• EXTRACTED ENTRIES:

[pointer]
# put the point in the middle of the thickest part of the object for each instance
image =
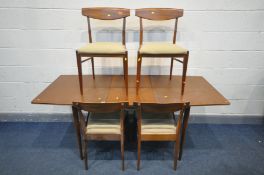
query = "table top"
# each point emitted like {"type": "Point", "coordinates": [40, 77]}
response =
{"type": "Point", "coordinates": [111, 88]}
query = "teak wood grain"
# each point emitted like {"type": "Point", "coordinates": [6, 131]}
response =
{"type": "Point", "coordinates": [110, 88]}
{"type": "Point", "coordinates": [99, 108]}
{"type": "Point", "coordinates": [103, 13]}
{"type": "Point", "coordinates": [161, 14]}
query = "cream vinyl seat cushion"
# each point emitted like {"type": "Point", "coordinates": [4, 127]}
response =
{"type": "Point", "coordinates": [161, 48]}
{"type": "Point", "coordinates": [103, 124]}
{"type": "Point", "coordinates": [162, 124]}
{"type": "Point", "coordinates": [103, 48]}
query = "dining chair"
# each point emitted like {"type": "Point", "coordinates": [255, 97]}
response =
{"type": "Point", "coordinates": [161, 49]}
{"type": "Point", "coordinates": [103, 49]}
{"type": "Point", "coordinates": [157, 122]}
{"type": "Point", "coordinates": [105, 122]}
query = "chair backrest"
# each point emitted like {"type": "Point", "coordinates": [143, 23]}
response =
{"type": "Point", "coordinates": [161, 108]}
{"type": "Point", "coordinates": [99, 108]}
{"type": "Point", "coordinates": [159, 14]}
{"type": "Point", "coordinates": [106, 13]}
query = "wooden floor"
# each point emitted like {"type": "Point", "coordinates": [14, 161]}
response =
{"type": "Point", "coordinates": [110, 88]}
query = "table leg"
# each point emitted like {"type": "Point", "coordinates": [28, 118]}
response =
{"type": "Point", "coordinates": [77, 128]}
{"type": "Point", "coordinates": [185, 124]}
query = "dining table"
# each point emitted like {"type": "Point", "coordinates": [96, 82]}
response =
{"type": "Point", "coordinates": [111, 88]}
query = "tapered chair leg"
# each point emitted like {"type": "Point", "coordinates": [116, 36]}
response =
{"type": "Point", "coordinates": [138, 162]}
{"type": "Point", "coordinates": [124, 67]}
{"type": "Point", "coordinates": [139, 61]}
{"type": "Point", "coordinates": [79, 65]}
{"type": "Point", "coordinates": [185, 64]}
{"type": "Point", "coordinates": [85, 155]}
{"type": "Point", "coordinates": [176, 153]}
{"type": "Point", "coordinates": [122, 153]}
{"type": "Point", "coordinates": [92, 60]}
{"type": "Point", "coordinates": [172, 59]}
{"type": "Point", "coordinates": [126, 72]}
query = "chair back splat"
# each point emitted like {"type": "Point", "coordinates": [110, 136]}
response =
{"type": "Point", "coordinates": [106, 13]}
{"type": "Point", "coordinates": [161, 49]}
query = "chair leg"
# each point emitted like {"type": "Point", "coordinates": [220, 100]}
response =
{"type": "Point", "coordinates": [126, 72]}
{"type": "Point", "coordinates": [92, 60]}
{"type": "Point", "coordinates": [176, 153]}
{"type": "Point", "coordinates": [79, 65]}
{"type": "Point", "coordinates": [185, 124]}
{"type": "Point", "coordinates": [171, 67]}
{"type": "Point", "coordinates": [124, 68]}
{"type": "Point", "coordinates": [85, 155]}
{"type": "Point", "coordinates": [122, 152]}
{"type": "Point", "coordinates": [77, 129]}
{"type": "Point", "coordinates": [139, 61]}
{"type": "Point", "coordinates": [185, 64]}
{"type": "Point", "coordinates": [139, 147]}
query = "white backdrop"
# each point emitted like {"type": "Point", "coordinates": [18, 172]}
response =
{"type": "Point", "coordinates": [226, 41]}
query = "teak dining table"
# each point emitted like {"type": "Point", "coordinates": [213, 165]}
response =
{"type": "Point", "coordinates": [111, 88]}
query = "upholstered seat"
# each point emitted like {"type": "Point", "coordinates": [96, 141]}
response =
{"type": "Point", "coordinates": [104, 124]}
{"type": "Point", "coordinates": [162, 124]}
{"type": "Point", "coordinates": [161, 48]}
{"type": "Point", "coordinates": [103, 48]}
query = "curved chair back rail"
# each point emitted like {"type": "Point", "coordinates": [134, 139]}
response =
{"type": "Point", "coordinates": [100, 107]}
{"type": "Point", "coordinates": [105, 13]}
{"type": "Point", "coordinates": [162, 108]}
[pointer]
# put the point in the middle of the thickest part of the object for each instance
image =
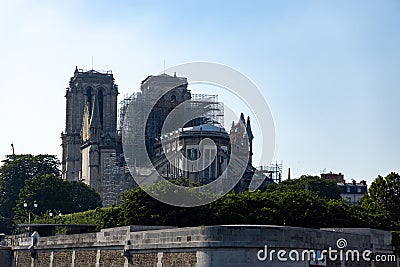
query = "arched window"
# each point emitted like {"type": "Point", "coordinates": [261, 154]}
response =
{"type": "Point", "coordinates": [89, 98]}
{"type": "Point", "coordinates": [101, 105]}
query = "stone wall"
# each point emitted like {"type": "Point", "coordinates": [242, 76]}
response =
{"type": "Point", "coordinates": [230, 245]}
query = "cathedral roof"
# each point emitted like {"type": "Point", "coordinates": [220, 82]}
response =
{"type": "Point", "coordinates": [205, 128]}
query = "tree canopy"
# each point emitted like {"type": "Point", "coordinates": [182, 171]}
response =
{"type": "Point", "coordinates": [16, 169]}
{"type": "Point", "coordinates": [384, 197]}
{"type": "Point", "coordinates": [28, 178]}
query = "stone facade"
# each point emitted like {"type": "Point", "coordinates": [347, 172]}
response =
{"type": "Point", "coordinates": [92, 142]}
{"type": "Point", "coordinates": [229, 245]}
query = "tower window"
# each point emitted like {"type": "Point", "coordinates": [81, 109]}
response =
{"type": "Point", "coordinates": [101, 105]}
{"type": "Point", "coordinates": [89, 98]}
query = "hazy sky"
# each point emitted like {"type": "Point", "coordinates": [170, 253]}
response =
{"type": "Point", "coordinates": [330, 70]}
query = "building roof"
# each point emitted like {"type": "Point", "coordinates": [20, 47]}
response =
{"type": "Point", "coordinates": [205, 128]}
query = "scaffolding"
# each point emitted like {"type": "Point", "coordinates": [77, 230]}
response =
{"type": "Point", "coordinates": [273, 171]}
{"type": "Point", "coordinates": [208, 104]}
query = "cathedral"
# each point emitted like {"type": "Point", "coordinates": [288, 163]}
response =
{"type": "Point", "coordinates": [92, 150]}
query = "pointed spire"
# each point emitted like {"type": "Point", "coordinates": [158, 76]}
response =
{"type": "Point", "coordinates": [242, 118]}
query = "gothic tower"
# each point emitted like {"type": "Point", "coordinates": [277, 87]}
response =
{"type": "Point", "coordinates": [91, 123]}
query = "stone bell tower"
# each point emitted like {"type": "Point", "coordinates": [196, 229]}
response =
{"type": "Point", "coordinates": [91, 123]}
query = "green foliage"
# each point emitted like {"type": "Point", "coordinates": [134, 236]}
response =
{"type": "Point", "coordinates": [383, 199]}
{"type": "Point", "coordinates": [17, 169]}
{"type": "Point", "coordinates": [54, 194]}
{"type": "Point", "coordinates": [285, 204]}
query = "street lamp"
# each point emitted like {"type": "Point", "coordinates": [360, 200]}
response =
{"type": "Point", "coordinates": [51, 214]}
{"type": "Point", "coordinates": [30, 210]}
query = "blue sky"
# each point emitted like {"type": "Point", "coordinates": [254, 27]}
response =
{"type": "Point", "coordinates": [328, 69]}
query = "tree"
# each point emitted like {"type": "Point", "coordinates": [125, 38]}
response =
{"type": "Point", "coordinates": [52, 193]}
{"type": "Point", "coordinates": [16, 169]}
{"type": "Point", "coordinates": [384, 196]}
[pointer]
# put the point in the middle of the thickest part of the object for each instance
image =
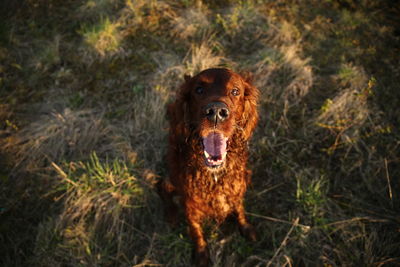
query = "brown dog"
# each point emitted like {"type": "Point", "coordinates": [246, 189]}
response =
{"type": "Point", "coordinates": [211, 121]}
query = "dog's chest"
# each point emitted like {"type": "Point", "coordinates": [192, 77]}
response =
{"type": "Point", "coordinates": [217, 193]}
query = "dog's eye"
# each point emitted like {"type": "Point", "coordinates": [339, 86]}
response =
{"type": "Point", "coordinates": [199, 90]}
{"type": "Point", "coordinates": [235, 92]}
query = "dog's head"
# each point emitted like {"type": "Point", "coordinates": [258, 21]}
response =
{"type": "Point", "coordinates": [216, 104]}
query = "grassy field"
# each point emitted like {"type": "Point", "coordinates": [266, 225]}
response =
{"type": "Point", "coordinates": [83, 89]}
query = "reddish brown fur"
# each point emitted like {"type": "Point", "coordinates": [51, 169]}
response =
{"type": "Point", "coordinates": [205, 192]}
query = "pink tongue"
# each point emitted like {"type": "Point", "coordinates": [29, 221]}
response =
{"type": "Point", "coordinates": [215, 144]}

• EXERCISE DETAILS: Return each line of the records above in which the word "cathedral" occurs.

• WORKED SOLUTION:
query = "cathedral roof"
query = "cathedral"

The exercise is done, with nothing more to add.